-- Tasks --
A. In the stylesheet text, rewrite the paragraph beginning "The content of the ref" as a short bulleted list that keeps its main facts.
B. Retype the stretch of the stylesheet text from "The solution is" through "following punctuation character.".

The solution is to use xsl:analyze-string
to generate an fo:inline
with a different
letter-spacing
value around just those characters. A refinement, used elsewhere in the
stylesheet, is to also use the axf:letter-spacing-side
AH Formatter extension so that
all of the space that is added is between the alphabetic characters added at their
start
side and so does not contribute to the space between an alphabetic character and a
following punctuation character.
Contents
The Table of Contents is formatted in two columns. It is marked up as a list but is rendered as a four-column table to be able to recreate the formatting of the first edition.
The TEI for the Table of Contents begins:
<div type="contents"> <pb n="v (Table of Contents) " xml:id="VAC7237-00000003"/> <head>CONTENTS.</head> <list> <item>I.—Loomings. <ref target="VAC7237-00000013" rend="right">1</ref> </item> <item>II.—The Carpet Bag. <ref target="VAC7237-00000017" rend="right">7</ref> </item>
The content of the ref
elements is each chapter’s page number in the first
edition. The target
attribute, however, refers to pb
milestone elements that mark
the start of each two-page spread. At least one of the cross-references was found
to point
to the spread after the first page of its chapter and had to be corrected. More may
yet be
found.
The cross-references could not be used anyway because the XSL-FO version does not attempt to recreate the page breaks of the first edition. The cross-references from Table of Contents entries to chapters in the generated PDF are determined from the position of the list item for each chapter in the Table of Contents list:
<!-- Every chapter has a generated ID, and 'EPILOGUE.' is the only ToC entry without a page number. --> <xsl:variable name="target" select="if (exists(ref)) then concat('chapter-', position()) else 'epilogue'" as="xs:string" />
The markup for each chapter begins <div type="chapter">
, but generating the ID
for each chapter could not use position()
because some of the pb
milestones appear
between chapters:
<fo:block id="{@type}-{count(preceding::div[@type = current()/@type]) + 1}">
The Table of Contents is formatted as a four-column table to keep the different parts of the Table of Contents entries aligned:
-
Chapter number (in small-caps roman numerals)

-- Data shown --
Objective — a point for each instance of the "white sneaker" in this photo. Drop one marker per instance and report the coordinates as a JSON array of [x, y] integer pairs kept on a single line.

-- Outputs by task --
A.
- Each ref element holds a chapter's page number in the first edition.
- The target attribute points to pb milestone elements marking the start of each two-page spread.
- At least one cross-reference pointed to the spread after its chapter's first page and had to be corrected.
- More such errors may yet be found.

B.
The solution is to use xsl:analyze-string
to generate an fo:inline
with a different
letter-spacing
value around just those characters. A refinement, used elsewhere in the
stylesheet, is to also use the axf:letter-spacing-side
AH Formatter extension so that
all of the space that is added is between the alphabetic characters added at their
start
side and so does not contribute to the space between an alphabetic character and a
following punctuation character.